• SOURCE EXTRACT:
And then, as soon I could open my mouth enough to swallow coffee, I met with my friend curator Roberto D’Onorio at our usual joint Caffè Nea in Piazza Bellini, the artsy area of Naples. We sat in one of the colourful design tables, in a stark, beautiful contrast with the baroque courtyard, surrounded by lavish Neapolitan decadence all around us. We talked for three hours about contemporary art, Rudolf Steiner, our sentimental lives, Turkey, geopolitical equilibriums, “il popolo”, the spirit of the times, future plans. As always, we got each other in our weirdness, relativism, fluidity of thought, willingness to take selfies. I then took the aliscafo back to Sorrento and he took the train back to Rome. “Three hours trip just to reassure each other on the fact that everything is fine with us. We are not at all disengaged relativists indulging in mental masturbation. We are ok and actually doing important, important work.” Ah! With Roberto it is always an aesthetic living!
I know all this harmony and joy are fleeting and ephemeral. Turbulent times will come, or not even that. Even in times of peace it is so easy to be disconnected from what you are doing, and start feeling alienated and purposeless. An opposite state of mind and being from joy is actually at arm’s length. To remain in the state of grace I’m currently in, needs constant exercise. It’s way too easy to slip out from it.

• PROBLEMS TO SOLVE:
**A)** From the Naples café passage, reproduce the section starting at "I know all this" and ending at "out from it.".
**B)** In the Naples café passage, why does the writer say that staying in the current state of grace takes constant exercise?
**C)** Extend the Naples café passage, picking up after its final sentence.

• SUPPLIED ENTRIES:
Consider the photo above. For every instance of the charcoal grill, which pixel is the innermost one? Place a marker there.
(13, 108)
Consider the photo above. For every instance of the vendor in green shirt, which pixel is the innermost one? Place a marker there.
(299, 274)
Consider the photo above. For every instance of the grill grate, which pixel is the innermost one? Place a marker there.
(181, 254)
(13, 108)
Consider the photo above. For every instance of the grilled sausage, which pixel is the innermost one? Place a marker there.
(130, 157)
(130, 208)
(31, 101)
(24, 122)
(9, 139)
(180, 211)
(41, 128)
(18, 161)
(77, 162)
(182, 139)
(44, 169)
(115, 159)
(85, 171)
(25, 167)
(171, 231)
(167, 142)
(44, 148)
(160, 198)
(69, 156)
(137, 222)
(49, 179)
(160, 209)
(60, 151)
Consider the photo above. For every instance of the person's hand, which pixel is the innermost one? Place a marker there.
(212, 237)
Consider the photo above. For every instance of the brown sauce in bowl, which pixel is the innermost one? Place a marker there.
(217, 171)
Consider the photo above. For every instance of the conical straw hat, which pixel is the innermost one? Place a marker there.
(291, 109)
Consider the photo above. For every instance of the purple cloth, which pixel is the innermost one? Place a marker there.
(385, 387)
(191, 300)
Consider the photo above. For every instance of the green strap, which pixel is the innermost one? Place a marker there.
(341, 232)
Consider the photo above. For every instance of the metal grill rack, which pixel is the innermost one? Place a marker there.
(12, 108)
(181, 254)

* * *

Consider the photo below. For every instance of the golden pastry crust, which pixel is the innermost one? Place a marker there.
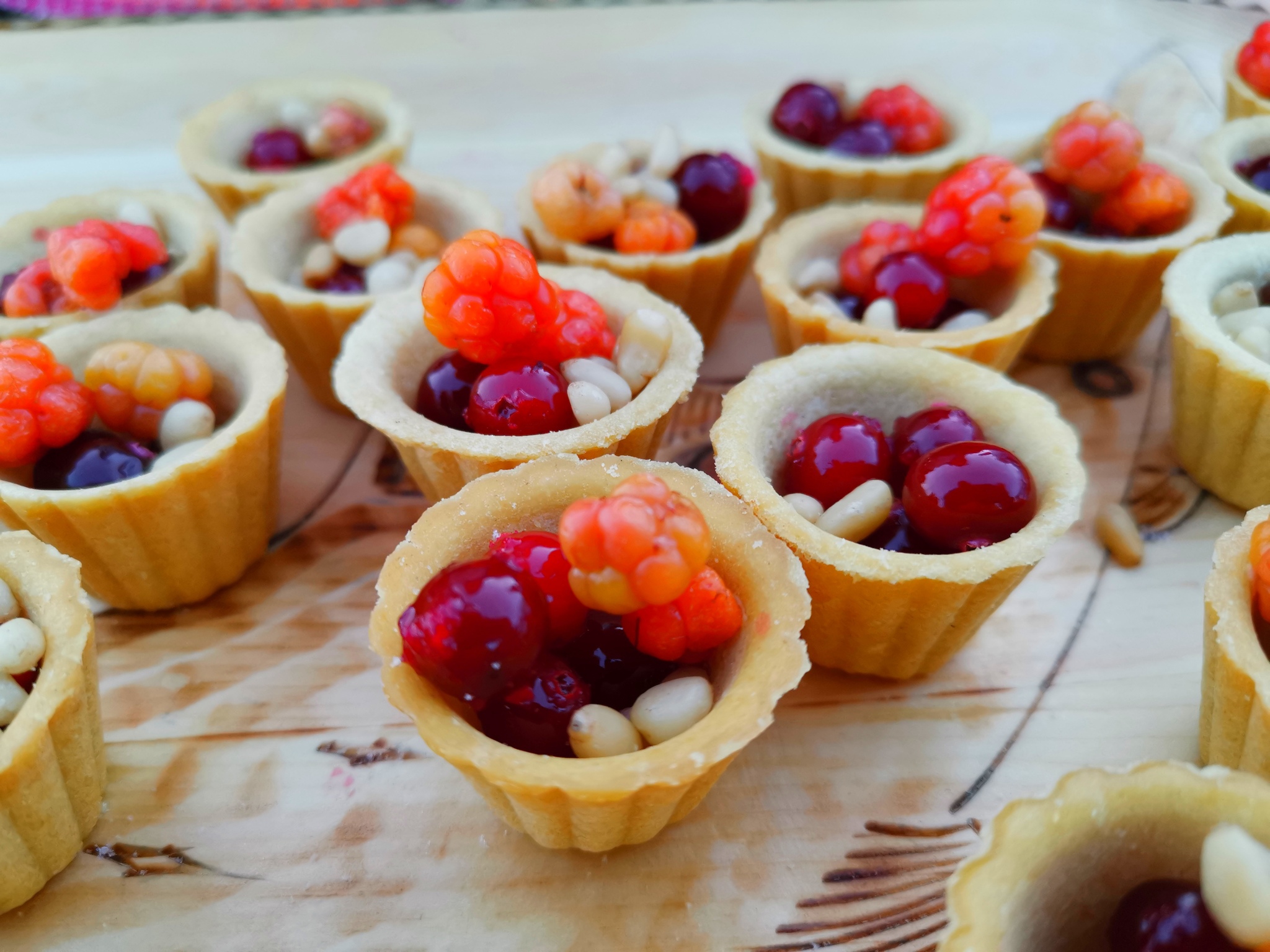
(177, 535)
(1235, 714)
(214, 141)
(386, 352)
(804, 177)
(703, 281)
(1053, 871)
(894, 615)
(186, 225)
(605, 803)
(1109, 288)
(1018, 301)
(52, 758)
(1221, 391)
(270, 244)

...

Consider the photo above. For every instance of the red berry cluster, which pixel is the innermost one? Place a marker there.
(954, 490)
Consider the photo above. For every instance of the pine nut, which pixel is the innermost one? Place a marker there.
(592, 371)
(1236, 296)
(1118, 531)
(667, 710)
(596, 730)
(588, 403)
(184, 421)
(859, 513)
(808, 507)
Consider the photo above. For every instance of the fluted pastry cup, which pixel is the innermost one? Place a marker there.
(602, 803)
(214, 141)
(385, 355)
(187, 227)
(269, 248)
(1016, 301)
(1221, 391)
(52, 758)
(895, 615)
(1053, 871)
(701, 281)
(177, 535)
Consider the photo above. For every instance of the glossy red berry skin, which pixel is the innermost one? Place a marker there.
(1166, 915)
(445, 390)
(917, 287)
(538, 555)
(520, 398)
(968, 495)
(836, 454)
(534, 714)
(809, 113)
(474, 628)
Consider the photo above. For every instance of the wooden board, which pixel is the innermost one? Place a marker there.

• OUTPUTS:
**A)**
I know all this harmony and joy are fleeting and ephemeral. Turbulent times will come, or not even that. Even in times of peace it is so easy to be disconnected from what you are doing, and start feeling alienated and purposeless. An opposite state of mind and being from joy is actually at arm’s length. To remain in the state of grace I’m currently in, needs constant exercise. It’s way too easy to slip out from it.

**B)** It is far too easy to slip out of that state. The harmony and joy are fleeting, and even in peaceful times a person can easily become disconnected from their work and feel alienated and purposeless. The opposite state of mind is always close at hand.

**C)**
But I’m reassured that having experienced sheer beauty, I will know how this feels like. I have plenty of memories of happiness, and these can’t be ever taken away from me (unless they put me in some Wolverine-kind of Weapon X program). I have experienced the quiet splendour of the 5pm sun lighting up the green leaves, like a set design, the burned leaves looking like Jupiter to Danae, the sheer joy of my long long walks in the countryside. I have happily laid in dinghy on a windy, stormy day, belonging to my surrounding, being in love with what is present and abandoned to the desire of what is absent. Continually transforming lingering desires into stories, into images, thorn between Apollo and Dyonisus. Viva la mistificazione! Having the time and the space to do that is a privilege.
Beautiful memories, harmonious present, uncertain future, and yet exciting in my mind, knowing I’m building my armour by researching, learning, understanding, doing. Balancing input and output, expanding and integrating the life of the mind and the life of the body. I find this is a beautiful way to live. And I’m in it. All in it.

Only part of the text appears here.